**ACTIVITY**
Your reply should hold exactly the lines from the one that contains "bench. Do not add anything beyond the points." through the end of the data. Repeat them word for word.

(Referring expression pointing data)
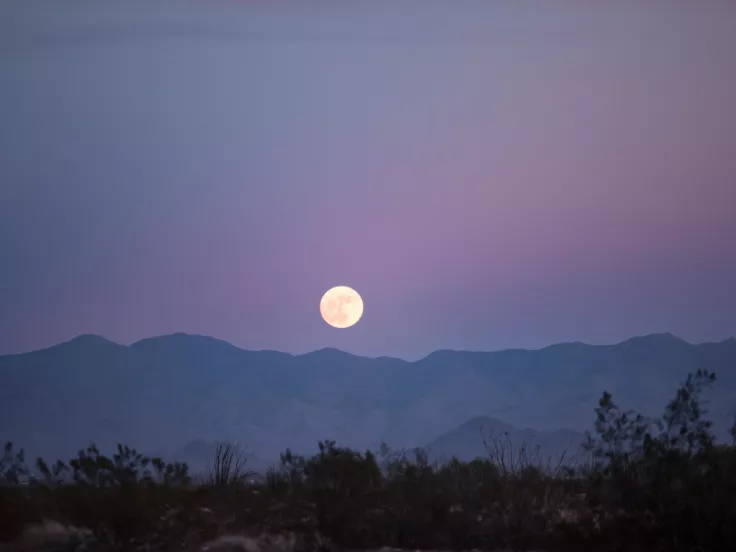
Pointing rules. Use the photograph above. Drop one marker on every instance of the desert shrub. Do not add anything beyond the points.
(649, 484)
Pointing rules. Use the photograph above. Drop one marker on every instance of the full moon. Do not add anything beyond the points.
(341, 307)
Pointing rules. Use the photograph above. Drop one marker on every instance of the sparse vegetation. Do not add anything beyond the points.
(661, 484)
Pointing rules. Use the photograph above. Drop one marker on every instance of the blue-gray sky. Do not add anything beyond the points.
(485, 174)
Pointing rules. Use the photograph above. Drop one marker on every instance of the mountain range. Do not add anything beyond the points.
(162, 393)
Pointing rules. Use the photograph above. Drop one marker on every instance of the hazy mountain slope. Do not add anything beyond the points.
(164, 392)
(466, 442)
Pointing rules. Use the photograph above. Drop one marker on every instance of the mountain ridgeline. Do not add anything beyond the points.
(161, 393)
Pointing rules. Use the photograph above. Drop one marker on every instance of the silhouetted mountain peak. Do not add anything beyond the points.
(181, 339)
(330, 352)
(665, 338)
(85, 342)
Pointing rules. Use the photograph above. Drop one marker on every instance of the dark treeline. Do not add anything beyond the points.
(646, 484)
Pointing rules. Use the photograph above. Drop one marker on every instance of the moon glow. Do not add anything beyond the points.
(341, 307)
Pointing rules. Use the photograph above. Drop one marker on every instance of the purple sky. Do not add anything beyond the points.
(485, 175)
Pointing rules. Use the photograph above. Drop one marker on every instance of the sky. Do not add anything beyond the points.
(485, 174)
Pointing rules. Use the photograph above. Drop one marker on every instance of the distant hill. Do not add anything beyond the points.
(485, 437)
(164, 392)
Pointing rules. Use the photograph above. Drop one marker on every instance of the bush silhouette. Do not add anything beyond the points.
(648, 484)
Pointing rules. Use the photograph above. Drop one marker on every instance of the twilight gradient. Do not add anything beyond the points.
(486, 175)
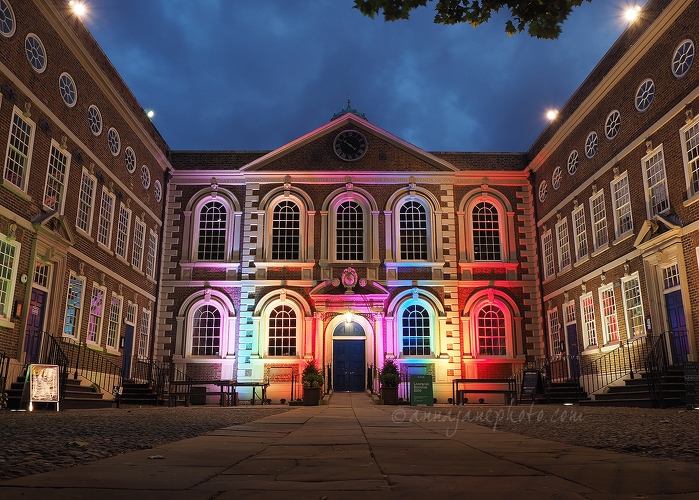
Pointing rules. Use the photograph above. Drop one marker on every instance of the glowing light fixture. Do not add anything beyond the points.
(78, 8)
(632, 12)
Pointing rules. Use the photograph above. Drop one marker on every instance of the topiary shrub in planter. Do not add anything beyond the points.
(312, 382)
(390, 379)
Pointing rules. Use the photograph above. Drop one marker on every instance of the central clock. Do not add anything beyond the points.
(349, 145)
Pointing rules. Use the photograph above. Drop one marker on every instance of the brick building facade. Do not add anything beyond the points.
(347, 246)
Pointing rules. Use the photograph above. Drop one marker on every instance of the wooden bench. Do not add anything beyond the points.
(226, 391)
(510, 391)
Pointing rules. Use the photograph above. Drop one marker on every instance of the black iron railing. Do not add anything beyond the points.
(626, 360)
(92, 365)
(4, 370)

**REPLY**
Pointing rules. Use the photograph above. Drop one marker on every instance of the wooden bench. Do not add anything beyond the points.
(226, 391)
(510, 391)
Pointing rules. Use the photograph above. Drop one marker on every instance of the black iron railing. Do not add anything beyond the points.
(626, 360)
(92, 365)
(4, 370)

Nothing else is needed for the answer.